| KUTIPAN DOKUMEN |
————

Misalnya ada bencana selain wabah penyakit yang menimpa kaum muslimin maka kaum muslimin disyariatkan untuk berqunut pada semua shalat wajib, termasuk di dalamnya shalat shubuh, agar Allah menghilangkan bencana dari kaum muslimin.
Meski demikian, andai imam melakukan qunut pada shalat shubuh maka seharusnya makmum tetap mengikuti qunut imam dan mengaminkan doanya sebagaimana yang dijelaskan oleh Imam Ahmad dalam rangka menjaga persatuan kaum muslimin.
Sedangkan timbulnya permusuhan dan kebencian karena perbedaan pendapat semacam ini adalah suatu yang tidak sepatutnya terjadi. Masalah ini adalah termasuk masalah yang dibolehkan untuk berijtihad di dalamnya. Menjadi kewajiban setiap muslim dan para penuntut ilmu secara khusus untuk berlapang dada ketika ada perbedaan pendapat antara dirinya dengan saudaranya sesama muslim. Terlebih lagi jika diketahui bahwa saudaranya tersebut memiliki niat yang baik dan tujuan yang benar. Mereka tidaklah menginginkan melainkan kebenaran. Sedangkan masalah yang diperselisihkan adalah masalah ijtihadiah. Dalam kondisi demikian maka pendapat kita bagi orang yang berbeda dengan kita tidaklah lebih benar jika dibandingkan dengan pendapat orang tersebut bagi kita. Hal ini dikarenakan pendapat yang ada hanya berdasar ijtihad dan tidak ada dalil tegas dalam masalah tersebut. Bagaimanakah kita salahkan ijtihad orang lain tanpa mau menyalahkan ijtihad kita. Sungguh ini adalah bentuk kezaliman dan permusuhan dalam penilaian terhadap pendapat” (Kutub wa Rasail Ibnu Utsaimin 208/12-13, pertanyaan no 772, Maktabah Syamilah).

————

| DATA YANG DISEDIAKAN |

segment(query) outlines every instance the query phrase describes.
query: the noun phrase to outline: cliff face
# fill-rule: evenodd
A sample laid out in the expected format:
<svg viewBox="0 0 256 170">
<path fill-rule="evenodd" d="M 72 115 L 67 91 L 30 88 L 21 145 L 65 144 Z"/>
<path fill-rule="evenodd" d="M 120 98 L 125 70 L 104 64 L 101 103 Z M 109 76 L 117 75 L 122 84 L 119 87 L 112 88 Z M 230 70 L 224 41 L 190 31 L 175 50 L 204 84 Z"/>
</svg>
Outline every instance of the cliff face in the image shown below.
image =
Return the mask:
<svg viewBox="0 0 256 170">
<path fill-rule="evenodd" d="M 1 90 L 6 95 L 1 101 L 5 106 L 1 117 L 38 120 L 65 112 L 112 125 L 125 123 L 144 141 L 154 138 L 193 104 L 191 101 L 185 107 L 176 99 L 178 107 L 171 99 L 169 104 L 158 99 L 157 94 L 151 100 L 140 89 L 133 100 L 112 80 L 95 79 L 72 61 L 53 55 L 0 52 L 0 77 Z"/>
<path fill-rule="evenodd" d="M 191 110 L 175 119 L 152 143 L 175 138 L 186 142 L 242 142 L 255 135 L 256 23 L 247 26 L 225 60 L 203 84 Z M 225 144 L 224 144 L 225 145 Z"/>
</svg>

————

| PETUNJUK DAN KETENTUAN |
Tuliskan kembali bagian kutipan dokumen di atas, mulai dari "Misalnya ada bencana" sampai "dari kaum muslimin.", tanpa mengubah satu kata pun.

| PENYELESAIAN TUGAS |
Misalnya ada bencana selain wabah penyakit yang menimpa kaum muslimin maka kaum muslimin disyariatkan untuk berqunut pada semua shalat wajib, termasuk di dalamnya shalat shubuh, agar Allah menghilangkan bencana dari kaum muslimin.